**Task brief:** Only an exact copy of the records below will serve as the answer.
----- Data supplied
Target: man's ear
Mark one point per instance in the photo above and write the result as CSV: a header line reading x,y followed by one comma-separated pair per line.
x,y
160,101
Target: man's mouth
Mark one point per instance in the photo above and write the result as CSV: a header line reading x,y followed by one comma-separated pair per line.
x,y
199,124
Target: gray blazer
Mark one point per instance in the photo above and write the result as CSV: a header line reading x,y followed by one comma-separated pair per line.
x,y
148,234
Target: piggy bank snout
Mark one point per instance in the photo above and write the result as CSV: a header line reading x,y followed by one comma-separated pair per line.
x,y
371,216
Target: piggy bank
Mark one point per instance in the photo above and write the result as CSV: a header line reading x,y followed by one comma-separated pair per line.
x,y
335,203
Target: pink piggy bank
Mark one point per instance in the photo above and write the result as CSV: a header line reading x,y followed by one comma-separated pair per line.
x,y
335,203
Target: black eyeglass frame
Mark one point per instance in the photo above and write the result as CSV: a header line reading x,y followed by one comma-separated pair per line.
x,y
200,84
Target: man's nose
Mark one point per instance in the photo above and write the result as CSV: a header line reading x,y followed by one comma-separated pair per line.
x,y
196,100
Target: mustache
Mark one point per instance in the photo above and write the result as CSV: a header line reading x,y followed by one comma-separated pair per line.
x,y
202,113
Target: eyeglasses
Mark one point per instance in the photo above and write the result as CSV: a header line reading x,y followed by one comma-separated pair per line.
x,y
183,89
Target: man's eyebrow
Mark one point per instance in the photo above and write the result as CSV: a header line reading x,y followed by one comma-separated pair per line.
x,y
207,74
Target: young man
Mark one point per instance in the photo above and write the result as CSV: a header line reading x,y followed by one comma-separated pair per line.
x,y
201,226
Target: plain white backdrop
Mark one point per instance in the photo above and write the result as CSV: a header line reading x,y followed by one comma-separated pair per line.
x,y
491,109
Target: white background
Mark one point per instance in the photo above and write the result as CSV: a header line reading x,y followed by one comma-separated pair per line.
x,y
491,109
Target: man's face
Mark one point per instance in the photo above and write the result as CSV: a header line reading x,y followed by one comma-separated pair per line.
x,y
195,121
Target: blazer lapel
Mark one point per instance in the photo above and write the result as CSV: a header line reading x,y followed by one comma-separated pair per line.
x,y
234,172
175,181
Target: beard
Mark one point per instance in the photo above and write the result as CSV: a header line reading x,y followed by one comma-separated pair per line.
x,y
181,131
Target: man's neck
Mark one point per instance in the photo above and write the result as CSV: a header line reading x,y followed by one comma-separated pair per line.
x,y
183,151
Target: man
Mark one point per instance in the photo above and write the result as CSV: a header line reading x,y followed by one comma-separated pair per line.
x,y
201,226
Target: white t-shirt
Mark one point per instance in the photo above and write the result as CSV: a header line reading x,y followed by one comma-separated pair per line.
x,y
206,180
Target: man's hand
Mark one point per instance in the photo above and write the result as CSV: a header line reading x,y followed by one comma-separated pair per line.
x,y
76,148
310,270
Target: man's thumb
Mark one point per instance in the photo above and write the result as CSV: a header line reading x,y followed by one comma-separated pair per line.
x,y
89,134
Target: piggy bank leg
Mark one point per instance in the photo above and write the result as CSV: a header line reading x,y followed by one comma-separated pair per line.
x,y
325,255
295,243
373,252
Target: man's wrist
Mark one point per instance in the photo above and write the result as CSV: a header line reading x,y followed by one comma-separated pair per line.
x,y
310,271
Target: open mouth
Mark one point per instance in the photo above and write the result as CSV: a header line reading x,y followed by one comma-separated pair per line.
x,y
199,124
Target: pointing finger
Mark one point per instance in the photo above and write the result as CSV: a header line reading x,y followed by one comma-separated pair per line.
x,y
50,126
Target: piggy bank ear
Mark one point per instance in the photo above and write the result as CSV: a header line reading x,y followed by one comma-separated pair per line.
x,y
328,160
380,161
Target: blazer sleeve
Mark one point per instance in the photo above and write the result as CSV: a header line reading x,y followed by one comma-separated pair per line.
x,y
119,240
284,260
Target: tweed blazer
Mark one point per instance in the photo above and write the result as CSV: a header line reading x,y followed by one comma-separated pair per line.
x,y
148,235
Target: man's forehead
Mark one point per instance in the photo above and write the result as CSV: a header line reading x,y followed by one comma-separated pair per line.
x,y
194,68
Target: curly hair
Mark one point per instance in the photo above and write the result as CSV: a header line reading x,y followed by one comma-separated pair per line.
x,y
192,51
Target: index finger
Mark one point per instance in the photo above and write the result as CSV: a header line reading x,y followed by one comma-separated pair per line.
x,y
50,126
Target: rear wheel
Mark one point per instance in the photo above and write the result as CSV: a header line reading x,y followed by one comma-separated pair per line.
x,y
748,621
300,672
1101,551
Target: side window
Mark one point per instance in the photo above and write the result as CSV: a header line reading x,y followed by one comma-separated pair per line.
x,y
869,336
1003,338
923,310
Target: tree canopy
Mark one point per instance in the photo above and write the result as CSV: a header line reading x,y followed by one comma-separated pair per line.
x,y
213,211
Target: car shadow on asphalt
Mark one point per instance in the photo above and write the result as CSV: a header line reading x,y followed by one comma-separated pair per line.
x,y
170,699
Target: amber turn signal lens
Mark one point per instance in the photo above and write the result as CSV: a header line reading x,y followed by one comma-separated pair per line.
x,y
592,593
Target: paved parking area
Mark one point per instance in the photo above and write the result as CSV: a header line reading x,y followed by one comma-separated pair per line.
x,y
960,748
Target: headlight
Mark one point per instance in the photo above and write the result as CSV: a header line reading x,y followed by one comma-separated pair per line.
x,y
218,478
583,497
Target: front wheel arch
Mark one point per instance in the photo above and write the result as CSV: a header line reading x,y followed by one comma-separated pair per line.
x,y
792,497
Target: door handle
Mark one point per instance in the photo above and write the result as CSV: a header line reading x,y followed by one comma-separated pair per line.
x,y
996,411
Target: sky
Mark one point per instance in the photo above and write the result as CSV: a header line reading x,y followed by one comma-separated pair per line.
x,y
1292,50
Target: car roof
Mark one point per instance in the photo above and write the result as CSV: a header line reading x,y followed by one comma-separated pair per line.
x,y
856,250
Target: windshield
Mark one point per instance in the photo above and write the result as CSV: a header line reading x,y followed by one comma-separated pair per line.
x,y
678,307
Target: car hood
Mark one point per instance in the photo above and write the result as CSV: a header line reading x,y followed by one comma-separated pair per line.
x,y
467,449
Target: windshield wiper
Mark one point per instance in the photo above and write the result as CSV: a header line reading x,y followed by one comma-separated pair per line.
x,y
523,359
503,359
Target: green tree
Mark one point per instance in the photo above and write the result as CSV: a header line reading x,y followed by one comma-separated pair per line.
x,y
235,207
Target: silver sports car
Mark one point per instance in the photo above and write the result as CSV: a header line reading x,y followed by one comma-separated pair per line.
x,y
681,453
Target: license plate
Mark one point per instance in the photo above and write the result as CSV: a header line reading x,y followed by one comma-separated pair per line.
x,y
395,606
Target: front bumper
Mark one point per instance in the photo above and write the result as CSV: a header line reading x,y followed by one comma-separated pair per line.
----------
**Exercise solution:**
Target: man's ear
Mark one point per instance in the photo above and write the result as CSV: a header line reading x,y followed by one comma-separated pair per line.
x,y
160,101
Target: man's mouth
Mark one point per instance in the photo above and write the result as CSV: a header line reading x,y followed by one comma-separated pair per line.
x,y
199,124
Target: gray blazer
Mark one point per instance in the photo above and write the result as CSV: a header line reading x,y followed by one comma-separated pair per line.
x,y
148,234
Target: piggy bank snout
Mark one point per instance in the photo above and write the result as CSV: a header line reading x,y followed by one comma-separated pair per line.
x,y
371,216
Target: piggy bank
Mark one point per instance in the photo above and write the result as CSV: a header line reading x,y followed by one comma-separated pair per line.
x,y
335,203
Target: pink piggy bank
Mark one point per instance in the photo above and write the result as CSV: a header line reading x,y followed by one comma-separated pair per line.
x,y
335,203
Target: black eyeglass frame
Mark one point per instance in the photo above and write the result as CSV: a header line reading x,y followed by one comma-separated pair per line.
x,y
200,84
Target: man's nose
Mark one point per instance in the photo above and write the result as CSV: a header line reading x,y followed by one comma-separated pair per line.
x,y
196,100
Target: mustache
Mark one point per instance in the photo above and write the result as CSV: a header line reading x,y followed by one comma-separated pair per line.
x,y
202,113
Target: eyeglasses
Mark one point per instance in the photo above and write the result as CSV: a header line reading x,y followed by one comma-separated pair per line.
x,y
183,89
Target: man's eyebrow
Mark one point per instance in the photo above and write the result as CSV: a header line reading x,y followed by one comma-separated pair per line.
x,y
207,74
Target: young man
Mark one point per instance in the photo above and write the result as CSV: a header line reading x,y followed by one comma-separated pair per line.
x,y
201,226
Target: plain white backdrop
Mark one point per instance in the photo above and write the result as CSV: a header line reading x,y followed by one comma-separated pair per line.
x,y
491,109
Target: white background
Mark one point per instance in the photo above and write the result as CSV: a header line reading x,y followed by one comma-separated pair per line.
x,y
491,109
Target: man's face
Mark one point per instance in the photo above and write the result as CSV: a header line reading x,y followed by one comma-separated pair per line.
x,y
195,121
Target: blazer lapel
Mark one point per instance in the photo above and write the result as CSV: a header line reading x,y followed by one comma-separated pair per line.
x,y
234,172
175,181
Target: beard
Mark one point per instance in the photo above and write the result as CSV: a header line reading x,y followed by one comma-separated pair per line.
x,y
181,131
Target: man's neck
Mark one point per instance in the photo above and write the result as CSV: a header line reading x,y followed by one comma-separated pair per line.
x,y
183,151
Target: man
Mark one point per instance in the photo above and write the result as CSV: a header line reading x,y followed by one comma-separated pair per line.
x,y
201,226
Target: white t-shirt
Mark one point per instance in the photo above and write the result as CSV: a header line reading x,y followed by one comma-separated pair per line.
x,y
206,180
Target: man's hand
Mark one point per instance in the photo above and write the result as CSV: a header line reading x,y followed by one comma-separated pair per line.
x,y
76,148
310,270
Target: man's thumb
Mark one point per instance in the photo above and write the result as CSV: a header line reading x,y followed by one comma-separated pair per line.
x,y
89,134
Target: piggy bank leg
Mark one point per instance in the photo above and write the result as CSV: a header line reading x,y followed by one comma-separated pair per line.
x,y
325,255
295,243
373,252
Target: man's wrist
Mark one point per instance in the photo above and write the result as CSV: a header line reading x,y followed by one comma-separated pair per line.
x,y
310,271
Target: open mouth
Mark one point per instance in the photo above and write the result as CSV: a header line reading x,y followed by one comma-separated pair per line.
x,y
199,124
Target: pointing finger
Mark one point per instance in the photo above and write the result as CSV: a header line reading x,y followed by one comma-separated pair per line.
x,y
50,126
Target: piggy bank ear
Mark one point per instance in the photo above and write the result as CSV: a header line reading x,y followed by one comma-separated pair per line.
x,y
328,160
380,161
Target: blazer sleeve
Mark one point per instance in the photo above and write the result as CSV: a header line reading x,y followed by one comma-separated pair per line.
x,y
119,240
284,260
Target: tweed blazer
Mark one point per instance in the photo above and write the result as CSV: a header line reading x,y followed by one comma-separated pair per line.
x,y
148,235
Target: man's forehead
Mark one point per instance in the photo above and write the result as CSV: a header line reading x,y followed by one comma-separated pair per line.
x,y
194,68
Target: curly hair
Mark one point per instance in the photo above and write the result as CSV: a header line reading x,y followed by one comma-separated pair per line.
x,y
192,51
Target: index finger
Mark one point per instance in the photo above and write the result as CSV: a header line reading x,y followed by one comma-separated pair per line.
x,y
50,126
Target: rear wheel
Mark one point per instance in the photo above and write the result as CSV: a header line reading x,y followed by one comma-separated pair per line.
x,y
748,621
300,672
1101,551
Target: side window
Mark one point per instance in the photo above and write the result as CSV: a header line reading x,y followed by one comma-separated pair per line.
x,y
869,336
1003,338
923,310
Target: tree canopy
Mark one point per instance in the photo above and write the result as CSV: a header line reading x,y followed by one comma-separated pair per line.
x,y
213,211
Target: car shadow on asphalt
Mark one point per instance in the photo above and write the result as CSV: a header line reading x,y followed by one comma-separated pair per line.
x,y
170,699
Target: amber turn signal lens
Mark one point per instance in the photo above and write the result as CSV: a header line reading x,y followed by one comma-separated pair per line.
x,y
592,593
Target: paved parking area
Mark one point per instance in the photo above and write the result as CSV: a header line reading x,y followed by one comma-separated pair per line.
x,y
960,748
Target: headlight
Mark one point per instance in the photo above and write the result as CSV: a header line reading x,y followed by one comma-separated pair per line.
x,y
218,478
583,497
Target: front wheel arch
Mark one point per instance in the photo above and write the result as CSV: a header line reading x,y followed by one comma-separated pair per line.
x,y
792,497
Target: door handle
Mark one point per instance in the photo above and write the result as CSV: a header line reading x,y followed by one comma-separated pair per line.
x,y
996,411
Target: sky
Mark one point per instance in the photo above and write the result as CSV: a header line reading x,y followed by one comma-separated pair per line.
x,y
1292,50
Target: car roof
Mark one point per instance in the photo above and write the result as CSV: a header line reading x,y followed by one comma-separated pair per line.
x,y
856,250
Target: windshield
Mark one point per instance in the photo above and write the result as CSV: a header line reading x,y followed by one comma-separated pair per line.
x,y
678,307
Target: car hood
Mark one point per instance in the photo above and write the result as CSV: a header line reading x,y followed by one comma-separated pair per line.
x,y
467,449
Target: windshield wiper
Mark one point per instance in the photo above and write the result as CSV: a header line reading x,y followed by one comma-separated pair per line.
x,y
523,359
503,359
Target: green tree
Mark one point per instance in the photo above and write the result as CSV: a header line reading x,y followed by one comma-separated pair per line.
x,y
235,207
Target: silver sports car
Mark one point per instance in the photo above and write the result as CSV: a header line reading x,y followed by one comma-separated pair per line.
x,y
681,453
Target: license plate
Mark one point per instance in the photo above and write the result as CSV: a header line reading x,y followed by one comma-separated pair per line.
x,y
395,606
Target: front bumper
Mark one point per instance in the photo above and write the result as CSV: a header line reading x,y followed by one comma-separated pair per line.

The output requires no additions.